## Task description:
The entries below should be transcribed in their entirety, exactly as written.

• • •

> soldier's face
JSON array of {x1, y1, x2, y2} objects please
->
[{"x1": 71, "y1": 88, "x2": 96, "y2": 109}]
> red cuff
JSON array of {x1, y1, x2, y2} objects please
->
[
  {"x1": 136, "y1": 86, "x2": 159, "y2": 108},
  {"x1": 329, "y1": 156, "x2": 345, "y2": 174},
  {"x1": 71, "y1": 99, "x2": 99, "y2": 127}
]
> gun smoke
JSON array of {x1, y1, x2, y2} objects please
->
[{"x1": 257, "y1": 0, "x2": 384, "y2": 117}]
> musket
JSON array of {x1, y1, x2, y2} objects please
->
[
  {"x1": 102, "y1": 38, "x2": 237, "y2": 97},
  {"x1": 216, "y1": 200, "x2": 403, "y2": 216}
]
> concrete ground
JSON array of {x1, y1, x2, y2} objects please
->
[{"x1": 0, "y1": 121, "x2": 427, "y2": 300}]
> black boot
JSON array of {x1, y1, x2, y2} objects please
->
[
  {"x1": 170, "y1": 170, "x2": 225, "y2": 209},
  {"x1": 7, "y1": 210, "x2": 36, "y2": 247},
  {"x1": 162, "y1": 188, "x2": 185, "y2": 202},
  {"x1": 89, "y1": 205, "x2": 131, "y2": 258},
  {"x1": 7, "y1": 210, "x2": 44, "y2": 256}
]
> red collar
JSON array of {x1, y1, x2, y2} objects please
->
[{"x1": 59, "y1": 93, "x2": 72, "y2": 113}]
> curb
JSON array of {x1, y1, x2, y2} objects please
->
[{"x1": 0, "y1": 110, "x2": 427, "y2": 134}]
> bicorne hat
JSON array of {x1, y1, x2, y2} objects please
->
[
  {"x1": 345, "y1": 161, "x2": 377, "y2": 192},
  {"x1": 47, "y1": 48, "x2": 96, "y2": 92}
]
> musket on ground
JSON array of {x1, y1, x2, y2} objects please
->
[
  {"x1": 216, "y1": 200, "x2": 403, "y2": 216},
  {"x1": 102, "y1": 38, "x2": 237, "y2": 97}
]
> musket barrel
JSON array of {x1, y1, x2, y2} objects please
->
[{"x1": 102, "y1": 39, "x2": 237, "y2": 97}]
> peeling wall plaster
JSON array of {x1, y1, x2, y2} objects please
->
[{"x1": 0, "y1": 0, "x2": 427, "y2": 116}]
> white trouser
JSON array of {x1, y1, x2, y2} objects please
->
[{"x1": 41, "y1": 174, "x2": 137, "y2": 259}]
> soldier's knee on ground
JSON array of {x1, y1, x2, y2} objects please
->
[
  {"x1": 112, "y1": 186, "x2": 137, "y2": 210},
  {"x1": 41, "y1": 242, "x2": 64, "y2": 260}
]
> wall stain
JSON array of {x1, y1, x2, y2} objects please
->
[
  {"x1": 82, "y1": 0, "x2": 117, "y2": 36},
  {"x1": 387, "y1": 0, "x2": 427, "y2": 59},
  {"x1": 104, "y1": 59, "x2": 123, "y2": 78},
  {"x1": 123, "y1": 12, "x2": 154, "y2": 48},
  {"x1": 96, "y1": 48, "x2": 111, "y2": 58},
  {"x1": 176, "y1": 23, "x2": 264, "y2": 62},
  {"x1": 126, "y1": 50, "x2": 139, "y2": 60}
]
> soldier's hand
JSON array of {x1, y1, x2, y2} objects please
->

• • •

## The result:
> soldier's face
JSON array of {x1, y1, x2, y2} objects please
->
[{"x1": 71, "y1": 88, "x2": 96, "y2": 109}]
> red cuff
JSON array of {x1, y1, x2, y2} objects please
->
[
  {"x1": 136, "y1": 86, "x2": 159, "y2": 108},
  {"x1": 329, "y1": 156, "x2": 345, "y2": 174},
  {"x1": 71, "y1": 99, "x2": 99, "y2": 127}
]
> gun smoke
JSON array of {x1, y1, x2, y2} objects please
->
[{"x1": 257, "y1": 0, "x2": 384, "y2": 117}]
> musket
JSON array of {x1, y1, x2, y2} objects please
->
[
  {"x1": 102, "y1": 38, "x2": 237, "y2": 97},
  {"x1": 216, "y1": 200, "x2": 403, "y2": 216}
]
> concrete ground
JSON array of {x1, y1, x2, y2} objects please
->
[{"x1": 0, "y1": 121, "x2": 427, "y2": 300}]
> black boot
JSON array of {x1, y1, x2, y2} objects please
->
[
  {"x1": 170, "y1": 170, "x2": 225, "y2": 209},
  {"x1": 7, "y1": 210, "x2": 36, "y2": 247},
  {"x1": 162, "y1": 188, "x2": 185, "y2": 202},
  {"x1": 89, "y1": 205, "x2": 131, "y2": 258},
  {"x1": 7, "y1": 210, "x2": 44, "y2": 256}
]
> red collar
JSON array of {x1, y1, x2, y2} objects please
->
[{"x1": 59, "y1": 93, "x2": 72, "y2": 113}]
> curb
JSON array of {x1, y1, x2, y2} objects please
->
[{"x1": 0, "y1": 110, "x2": 427, "y2": 134}]
> bicorne hat
JSON array of {x1, y1, x2, y2} objects please
->
[
  {"x1": 345, "y1": 161, "x2": 377, "y2": 192},
  {"x1": 47, "y1": 48, "x2": 96, "y2": 92}
]
> musket on ground
JSON array of {x1, y1, x2, y2} objects please
->
[
  {"x1": 216, "y1": 200, "x2": 403, "y2": 216},
  {"x1": 102, "y1": 38, "x2": 237, "y2": 97}
]
> musket barrel
JSON array of {x1, y1, x2, y2} objects please
->
[{"x1": 102, "y1": 39, "x2": 237, "y2": 97}]
> peeling wall plaster
JSON array of {x1, y1, x2, y2} objects please
->
[{"x1": 0, "y1": 0, "x2": 427, "y2": 116}]
> white trouser
JSON array of {x1, y1, x2, y2} objects please
->
[{"x1": 41, "y1": 174, "x2": 137, "y2": 259}]
> soldier's knee on ground
JSON array of {x1, y1, x2, y2} objects please
->
[
  {"x1": 112, "y1": 186, "x2": 137, "y2": 210},
  {"x1": 41, "y1": 242, "x2": 64, "y2": 260}
]
> wall stain
JSON array of {x1, y1, x2, y2} objects please
->
[
  {"x1": 82, "y1": 0, "x2": 117, "y2": 36},
  {"x1": 387, "y1": 0, "x2": 427, "y2": 59},
  {"x1": 104, "y1": 59, "x2": 123, "y2": 78},
  {"x1": 123, "y1": 12, "x2": 154, "y2": 48},
  {"x1": 96, "y1": 48, "x2": 111, "y2": 58},
  {"x1": 176, "y1": 23, "x2": 264, "y2": 62},
  {"x1": 126, "y1": 50, "x2": 139, "y2": 60}
]
> soldier's hand
JSON array of {x1, y1, x2, y2} objects please
->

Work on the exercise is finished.